[Instruction]: Please print the lines below exactly, from the line with "What to find: blue sky" up to and including the line with "[0,411,1255,816]", and nothing else.

Dataset rows
— START —

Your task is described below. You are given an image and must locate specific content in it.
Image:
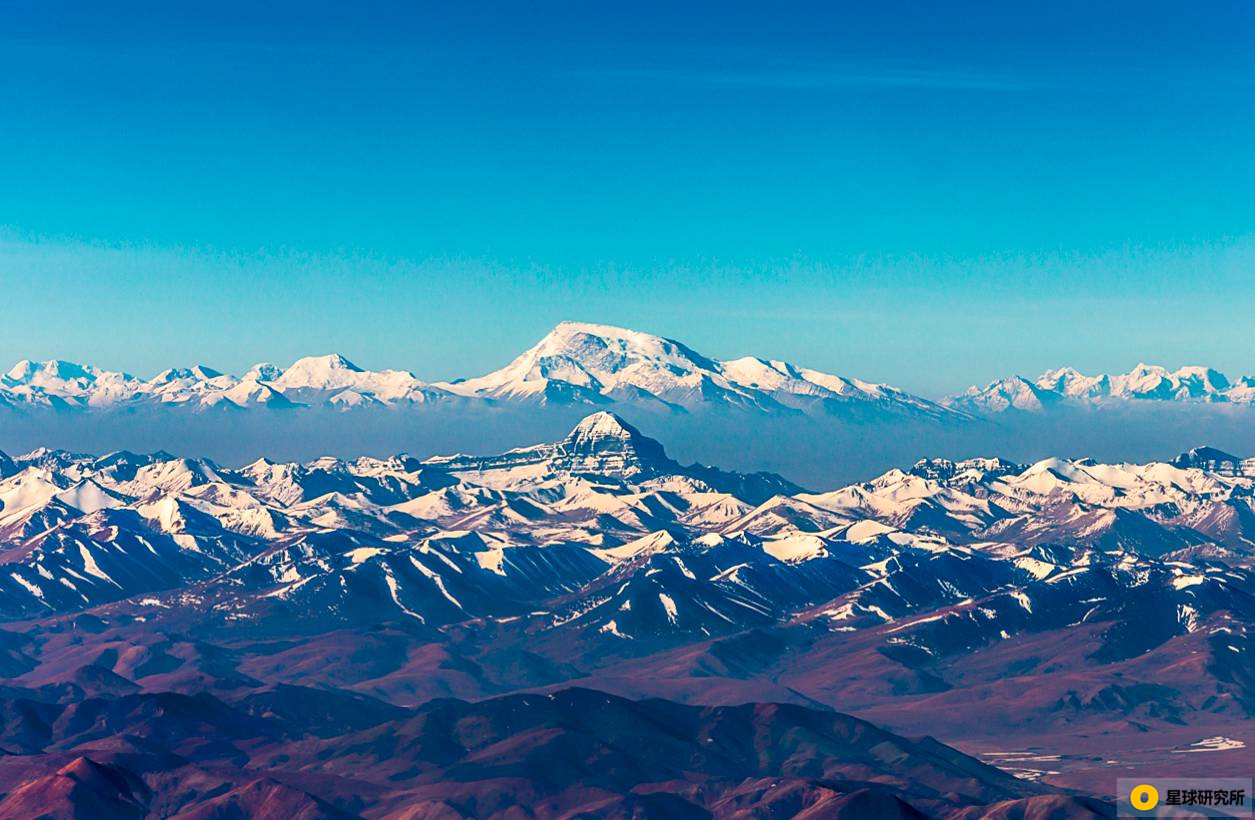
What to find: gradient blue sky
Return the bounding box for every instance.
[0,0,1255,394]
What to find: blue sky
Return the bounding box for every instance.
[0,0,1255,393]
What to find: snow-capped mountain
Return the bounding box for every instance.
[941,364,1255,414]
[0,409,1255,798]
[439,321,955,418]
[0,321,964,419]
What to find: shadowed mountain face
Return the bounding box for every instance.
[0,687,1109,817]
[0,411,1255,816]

— END —
— START —

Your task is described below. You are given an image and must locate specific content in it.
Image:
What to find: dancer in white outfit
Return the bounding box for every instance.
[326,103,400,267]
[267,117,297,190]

— END —

[The solution]:
What to find: blue sky
Return the bounding box for every instance.
[0,0,1255,393]
What to find: snow-capped mountain
Return the bounding box for every instance.
[941,364,1255,414]
[0,409,1255,798]
[439,321,955,418]
[0,321,964,419]
What to find: shadowed mountain face
Return the bounding box for every instance.
[0,687,1109,817]
[0,411,1255,816]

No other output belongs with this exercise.